### Exercise
Reproduce the data verbatim from its first line through the line containing "positive clicks: (488, 314) (459, 310)", including that line.

### Given records
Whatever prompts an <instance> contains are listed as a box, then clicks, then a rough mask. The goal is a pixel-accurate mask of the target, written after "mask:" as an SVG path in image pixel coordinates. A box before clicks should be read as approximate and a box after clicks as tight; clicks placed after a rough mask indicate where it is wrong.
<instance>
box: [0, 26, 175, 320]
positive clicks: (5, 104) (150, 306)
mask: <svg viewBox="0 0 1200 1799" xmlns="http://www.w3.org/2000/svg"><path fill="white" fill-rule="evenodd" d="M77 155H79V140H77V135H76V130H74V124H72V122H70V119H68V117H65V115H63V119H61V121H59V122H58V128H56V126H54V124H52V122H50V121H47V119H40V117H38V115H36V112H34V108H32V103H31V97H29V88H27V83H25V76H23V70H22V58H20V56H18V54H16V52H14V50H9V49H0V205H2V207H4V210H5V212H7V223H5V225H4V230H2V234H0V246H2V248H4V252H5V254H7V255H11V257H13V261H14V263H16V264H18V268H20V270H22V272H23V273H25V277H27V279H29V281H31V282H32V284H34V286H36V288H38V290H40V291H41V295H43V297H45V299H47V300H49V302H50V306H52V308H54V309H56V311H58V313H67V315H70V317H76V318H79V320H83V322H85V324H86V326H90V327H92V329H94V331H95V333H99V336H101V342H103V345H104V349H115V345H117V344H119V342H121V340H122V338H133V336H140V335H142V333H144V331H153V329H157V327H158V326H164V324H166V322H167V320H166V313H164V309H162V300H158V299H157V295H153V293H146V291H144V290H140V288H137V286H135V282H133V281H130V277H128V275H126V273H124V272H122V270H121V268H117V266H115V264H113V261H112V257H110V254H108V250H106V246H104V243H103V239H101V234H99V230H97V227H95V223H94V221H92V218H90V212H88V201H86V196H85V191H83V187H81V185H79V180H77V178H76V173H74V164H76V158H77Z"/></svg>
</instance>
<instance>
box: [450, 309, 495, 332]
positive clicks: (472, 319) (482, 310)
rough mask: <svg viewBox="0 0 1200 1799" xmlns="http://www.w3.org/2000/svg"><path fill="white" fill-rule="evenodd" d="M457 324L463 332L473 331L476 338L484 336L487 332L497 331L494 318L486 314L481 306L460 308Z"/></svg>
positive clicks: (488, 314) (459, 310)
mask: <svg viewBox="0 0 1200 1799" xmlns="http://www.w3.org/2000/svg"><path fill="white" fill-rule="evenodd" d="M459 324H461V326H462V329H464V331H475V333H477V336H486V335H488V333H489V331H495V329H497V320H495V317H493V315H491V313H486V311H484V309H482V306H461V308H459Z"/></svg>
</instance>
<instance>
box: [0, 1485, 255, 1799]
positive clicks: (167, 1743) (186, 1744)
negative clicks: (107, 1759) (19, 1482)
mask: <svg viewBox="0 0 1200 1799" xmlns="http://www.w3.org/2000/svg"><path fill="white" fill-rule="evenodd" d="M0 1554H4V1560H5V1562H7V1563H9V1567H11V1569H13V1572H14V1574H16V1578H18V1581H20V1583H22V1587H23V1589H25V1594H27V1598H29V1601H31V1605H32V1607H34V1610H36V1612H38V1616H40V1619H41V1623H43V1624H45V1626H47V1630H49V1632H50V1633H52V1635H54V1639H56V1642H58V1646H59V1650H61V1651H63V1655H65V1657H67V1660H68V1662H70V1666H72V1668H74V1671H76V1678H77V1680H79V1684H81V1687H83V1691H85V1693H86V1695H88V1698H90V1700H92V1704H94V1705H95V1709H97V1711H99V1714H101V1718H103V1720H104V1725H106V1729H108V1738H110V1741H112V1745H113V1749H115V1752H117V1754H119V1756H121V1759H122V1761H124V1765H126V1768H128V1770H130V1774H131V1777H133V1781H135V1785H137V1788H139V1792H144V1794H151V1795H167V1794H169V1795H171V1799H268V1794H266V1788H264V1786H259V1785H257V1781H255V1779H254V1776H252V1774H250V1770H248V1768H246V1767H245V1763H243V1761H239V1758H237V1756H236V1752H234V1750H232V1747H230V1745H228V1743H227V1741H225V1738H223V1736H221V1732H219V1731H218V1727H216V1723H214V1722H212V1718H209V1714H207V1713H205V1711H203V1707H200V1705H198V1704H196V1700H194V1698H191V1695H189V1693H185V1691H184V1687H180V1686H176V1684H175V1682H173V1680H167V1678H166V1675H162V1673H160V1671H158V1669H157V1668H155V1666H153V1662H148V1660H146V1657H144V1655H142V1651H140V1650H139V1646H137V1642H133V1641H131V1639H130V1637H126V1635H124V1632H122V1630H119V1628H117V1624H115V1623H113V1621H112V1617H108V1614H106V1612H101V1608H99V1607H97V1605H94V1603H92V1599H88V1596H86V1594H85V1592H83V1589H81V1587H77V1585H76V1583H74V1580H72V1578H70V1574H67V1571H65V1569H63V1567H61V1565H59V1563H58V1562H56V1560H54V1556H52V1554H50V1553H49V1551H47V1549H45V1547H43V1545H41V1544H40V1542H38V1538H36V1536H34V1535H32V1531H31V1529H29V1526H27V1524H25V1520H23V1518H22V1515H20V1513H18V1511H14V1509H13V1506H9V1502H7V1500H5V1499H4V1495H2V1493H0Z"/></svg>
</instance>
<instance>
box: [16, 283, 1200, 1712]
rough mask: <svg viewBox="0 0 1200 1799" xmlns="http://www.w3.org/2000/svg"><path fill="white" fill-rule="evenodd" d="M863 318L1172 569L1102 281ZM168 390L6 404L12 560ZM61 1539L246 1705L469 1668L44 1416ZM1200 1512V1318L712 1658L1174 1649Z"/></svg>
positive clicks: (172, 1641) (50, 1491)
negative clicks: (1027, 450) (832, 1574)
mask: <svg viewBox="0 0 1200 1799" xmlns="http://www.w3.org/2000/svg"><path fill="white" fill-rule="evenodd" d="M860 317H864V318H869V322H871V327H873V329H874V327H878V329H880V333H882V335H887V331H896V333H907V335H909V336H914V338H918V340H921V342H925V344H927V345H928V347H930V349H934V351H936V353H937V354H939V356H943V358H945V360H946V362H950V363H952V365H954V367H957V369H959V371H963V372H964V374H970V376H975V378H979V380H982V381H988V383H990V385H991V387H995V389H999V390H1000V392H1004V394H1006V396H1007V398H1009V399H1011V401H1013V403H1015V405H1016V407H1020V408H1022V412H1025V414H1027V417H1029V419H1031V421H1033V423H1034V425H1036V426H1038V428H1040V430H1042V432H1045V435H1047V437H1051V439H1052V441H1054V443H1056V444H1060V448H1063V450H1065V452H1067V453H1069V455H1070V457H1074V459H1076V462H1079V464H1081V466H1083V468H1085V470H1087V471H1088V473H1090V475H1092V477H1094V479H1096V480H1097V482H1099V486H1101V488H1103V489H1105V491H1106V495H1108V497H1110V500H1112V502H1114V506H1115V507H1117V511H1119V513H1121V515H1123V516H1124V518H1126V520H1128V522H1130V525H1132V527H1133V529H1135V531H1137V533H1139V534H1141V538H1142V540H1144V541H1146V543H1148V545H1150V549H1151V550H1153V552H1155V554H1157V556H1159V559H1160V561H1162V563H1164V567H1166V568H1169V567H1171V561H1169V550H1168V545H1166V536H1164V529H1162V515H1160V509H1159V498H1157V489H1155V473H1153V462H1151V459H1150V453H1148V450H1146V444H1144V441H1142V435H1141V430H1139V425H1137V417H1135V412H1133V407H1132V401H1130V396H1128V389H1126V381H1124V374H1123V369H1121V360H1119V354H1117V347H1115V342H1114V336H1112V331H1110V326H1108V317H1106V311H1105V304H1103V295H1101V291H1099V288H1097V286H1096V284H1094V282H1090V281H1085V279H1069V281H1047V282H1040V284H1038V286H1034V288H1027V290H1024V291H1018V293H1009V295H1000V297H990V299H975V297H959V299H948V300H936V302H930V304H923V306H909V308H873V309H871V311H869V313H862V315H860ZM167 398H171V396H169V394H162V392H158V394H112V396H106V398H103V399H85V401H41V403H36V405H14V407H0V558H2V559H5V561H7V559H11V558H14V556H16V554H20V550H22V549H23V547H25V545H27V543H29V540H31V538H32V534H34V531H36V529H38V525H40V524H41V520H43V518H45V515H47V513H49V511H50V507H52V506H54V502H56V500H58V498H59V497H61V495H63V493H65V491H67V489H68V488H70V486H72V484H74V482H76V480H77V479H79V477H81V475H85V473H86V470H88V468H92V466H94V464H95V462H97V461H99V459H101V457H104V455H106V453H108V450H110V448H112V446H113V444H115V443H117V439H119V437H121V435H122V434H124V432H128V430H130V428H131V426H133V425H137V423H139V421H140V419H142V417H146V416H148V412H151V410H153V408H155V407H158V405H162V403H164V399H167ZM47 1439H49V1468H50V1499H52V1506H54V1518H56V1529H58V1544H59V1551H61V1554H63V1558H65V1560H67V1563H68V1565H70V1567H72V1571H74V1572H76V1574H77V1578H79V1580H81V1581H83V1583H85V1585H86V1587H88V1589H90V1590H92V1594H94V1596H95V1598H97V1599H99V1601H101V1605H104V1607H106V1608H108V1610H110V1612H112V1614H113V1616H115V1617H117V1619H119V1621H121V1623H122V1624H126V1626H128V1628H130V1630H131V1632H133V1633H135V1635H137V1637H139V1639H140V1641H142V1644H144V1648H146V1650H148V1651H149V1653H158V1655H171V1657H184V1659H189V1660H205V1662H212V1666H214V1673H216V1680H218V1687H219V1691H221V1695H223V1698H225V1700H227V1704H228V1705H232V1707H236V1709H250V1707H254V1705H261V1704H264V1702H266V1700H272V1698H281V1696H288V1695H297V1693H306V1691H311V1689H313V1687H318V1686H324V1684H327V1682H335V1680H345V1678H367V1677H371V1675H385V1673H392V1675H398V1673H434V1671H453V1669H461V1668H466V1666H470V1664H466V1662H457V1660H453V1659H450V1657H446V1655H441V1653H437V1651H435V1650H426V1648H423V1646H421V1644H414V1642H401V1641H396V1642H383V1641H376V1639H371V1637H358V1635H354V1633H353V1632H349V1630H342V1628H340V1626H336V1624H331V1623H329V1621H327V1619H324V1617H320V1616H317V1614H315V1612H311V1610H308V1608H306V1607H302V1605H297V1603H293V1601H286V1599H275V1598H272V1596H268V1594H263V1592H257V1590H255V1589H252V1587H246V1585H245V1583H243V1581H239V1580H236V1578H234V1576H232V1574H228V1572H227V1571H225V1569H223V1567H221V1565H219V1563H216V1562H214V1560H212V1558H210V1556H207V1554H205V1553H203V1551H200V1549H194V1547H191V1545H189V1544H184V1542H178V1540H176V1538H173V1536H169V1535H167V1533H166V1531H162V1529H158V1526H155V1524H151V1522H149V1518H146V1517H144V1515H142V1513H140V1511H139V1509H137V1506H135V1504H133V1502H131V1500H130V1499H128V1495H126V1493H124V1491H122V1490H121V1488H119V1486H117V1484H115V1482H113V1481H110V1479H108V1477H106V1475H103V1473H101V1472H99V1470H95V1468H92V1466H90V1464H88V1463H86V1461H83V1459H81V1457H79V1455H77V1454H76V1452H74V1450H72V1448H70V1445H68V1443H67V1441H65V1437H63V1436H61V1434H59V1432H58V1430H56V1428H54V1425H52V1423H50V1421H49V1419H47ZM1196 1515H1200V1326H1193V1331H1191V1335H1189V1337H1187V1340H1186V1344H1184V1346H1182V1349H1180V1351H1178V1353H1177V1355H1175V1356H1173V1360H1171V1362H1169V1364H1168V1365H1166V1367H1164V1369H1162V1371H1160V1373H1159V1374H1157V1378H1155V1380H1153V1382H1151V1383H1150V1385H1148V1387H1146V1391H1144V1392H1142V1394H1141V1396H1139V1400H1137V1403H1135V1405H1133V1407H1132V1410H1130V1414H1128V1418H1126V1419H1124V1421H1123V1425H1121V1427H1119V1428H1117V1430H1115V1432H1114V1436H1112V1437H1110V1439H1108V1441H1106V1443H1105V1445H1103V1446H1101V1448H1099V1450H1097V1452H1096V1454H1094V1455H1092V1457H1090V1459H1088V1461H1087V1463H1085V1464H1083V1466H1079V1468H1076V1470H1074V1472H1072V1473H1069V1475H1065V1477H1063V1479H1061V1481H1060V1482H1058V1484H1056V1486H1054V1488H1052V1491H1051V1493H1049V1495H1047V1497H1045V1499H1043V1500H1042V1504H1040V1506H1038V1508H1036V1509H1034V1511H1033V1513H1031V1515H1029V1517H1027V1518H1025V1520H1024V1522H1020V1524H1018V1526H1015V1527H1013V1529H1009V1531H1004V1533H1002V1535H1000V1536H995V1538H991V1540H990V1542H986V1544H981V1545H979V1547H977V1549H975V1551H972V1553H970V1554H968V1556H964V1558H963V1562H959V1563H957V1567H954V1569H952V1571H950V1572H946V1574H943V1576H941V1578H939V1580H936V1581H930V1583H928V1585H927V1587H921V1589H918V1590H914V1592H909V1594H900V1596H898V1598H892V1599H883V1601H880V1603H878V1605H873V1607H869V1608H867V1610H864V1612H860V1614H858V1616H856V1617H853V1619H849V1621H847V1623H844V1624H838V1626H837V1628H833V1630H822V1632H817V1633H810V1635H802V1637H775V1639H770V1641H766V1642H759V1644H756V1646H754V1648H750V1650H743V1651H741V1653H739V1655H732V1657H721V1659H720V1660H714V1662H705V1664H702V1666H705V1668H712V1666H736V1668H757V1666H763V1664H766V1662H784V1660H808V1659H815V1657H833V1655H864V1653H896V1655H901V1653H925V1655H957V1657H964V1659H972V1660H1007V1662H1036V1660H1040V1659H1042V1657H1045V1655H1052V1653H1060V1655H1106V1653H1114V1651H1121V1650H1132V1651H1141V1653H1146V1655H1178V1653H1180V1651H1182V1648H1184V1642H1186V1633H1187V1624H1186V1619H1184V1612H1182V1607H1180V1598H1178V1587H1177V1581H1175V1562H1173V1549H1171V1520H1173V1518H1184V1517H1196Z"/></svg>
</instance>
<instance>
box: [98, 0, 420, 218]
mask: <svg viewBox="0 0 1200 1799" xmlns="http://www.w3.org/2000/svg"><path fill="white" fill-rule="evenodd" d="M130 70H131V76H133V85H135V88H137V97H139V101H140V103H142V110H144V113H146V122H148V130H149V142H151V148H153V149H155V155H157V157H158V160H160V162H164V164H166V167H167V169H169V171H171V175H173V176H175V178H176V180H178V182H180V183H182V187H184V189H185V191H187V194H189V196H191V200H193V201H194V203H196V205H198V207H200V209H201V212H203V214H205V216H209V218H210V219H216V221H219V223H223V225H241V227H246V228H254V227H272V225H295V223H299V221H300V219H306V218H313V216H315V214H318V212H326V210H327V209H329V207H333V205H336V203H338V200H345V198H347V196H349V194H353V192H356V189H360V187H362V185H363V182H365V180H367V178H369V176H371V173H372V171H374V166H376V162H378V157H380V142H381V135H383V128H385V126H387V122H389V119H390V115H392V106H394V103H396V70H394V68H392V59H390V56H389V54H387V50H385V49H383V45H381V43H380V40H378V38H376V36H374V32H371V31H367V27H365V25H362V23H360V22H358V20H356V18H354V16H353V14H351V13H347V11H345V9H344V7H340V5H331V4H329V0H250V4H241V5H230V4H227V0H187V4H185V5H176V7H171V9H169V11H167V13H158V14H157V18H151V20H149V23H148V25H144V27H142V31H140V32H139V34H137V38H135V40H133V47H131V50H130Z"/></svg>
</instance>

### Answer section
Whatever prompts an <instance> contains are listed as a box, then clicks, then a rough mask. The goal is a pixel-accurate mask of the target, written after "mask:" as an SVG path in image pixel coordinates. A box before clicks should be read as approximate and a box after clicks as tight; clicks placed after a rough mask indicate where it is wrong.
<instance>
box: [0, 26, 175, 320]
positive clicks: (5, 104) (150, 306)
mask: <svg viewBox="0 0 1200 1799" xmlns="http://www.w3.org/2000/svg"><path fill="white" fill-rule="evenodd" d="M77 155H79V140H77V135H76V130H74V124H72V122H70V119H68V117H65V115H63V119H61V121H59V122H58V128H56V126H54V124H52V122H50V121H47V119H40V117H38V115H36V112H34V108H32V103H31V97H29V88H27V83H25V76H23V70H22V58H20V56H18V54H16V52H14V50H9V49H0V205H2V207H4V210H5V212H7V223H5V225H4V230H2V234H0V246H2V248H4V252H5V254H7V255H11V257H13V261H14V263H16V264H18V268H20V270H22V272H23V273H25V277H27V279H29V281H31V282H32V284H34V286H36V288H38V290H40V291H41V295H43V297H45V299H47V300H49V302H50V306H52V308H54V309H56V311H58V313H67V315H70V317H76V318H79V320H83V322H85V324H86V326H90V327H92V329H94V331H95V333H99V336H101V342H103V345H104V349H115V345H117V344H119V342H121V340H122V338H133V336H140V335H142V333H144V331H153V329H157V327H158V326H164V324H166V322H167V320H166V313H164V309H162V300H158V299H157V295H153V293H146V291H144V290H140V288H137V286H135V282H133V281H130V277H128V275H126V273H124V272H122V270H121V268H117V266H115V264H113V261H112V257H110V254H108V250H106V246H104V243H103V239H101V234H99V230H97V227H95V223H94V221H92V218H90V212H88V201H86V196H85V191H83V187H81V185H79V180H77V178H76V173H74V164H76V158H77Z"/></svg>
</instance>
<instance>
box: [450, 309, 495, 332]
positive clicks: (472, 319) (482, 310)
rough mask: <svg viewBox="0 0 1200 1799" xmlns="http://www.w3.org/2000/svg"><path fill="white" fill-rule="evenodd" d="M457 324L463 332L473 331L476 338L484 336L487 332L497 331L494 318L486 314L481 306L460 308Z"/></svg>
positive clicks: (488, 314) (459, 310)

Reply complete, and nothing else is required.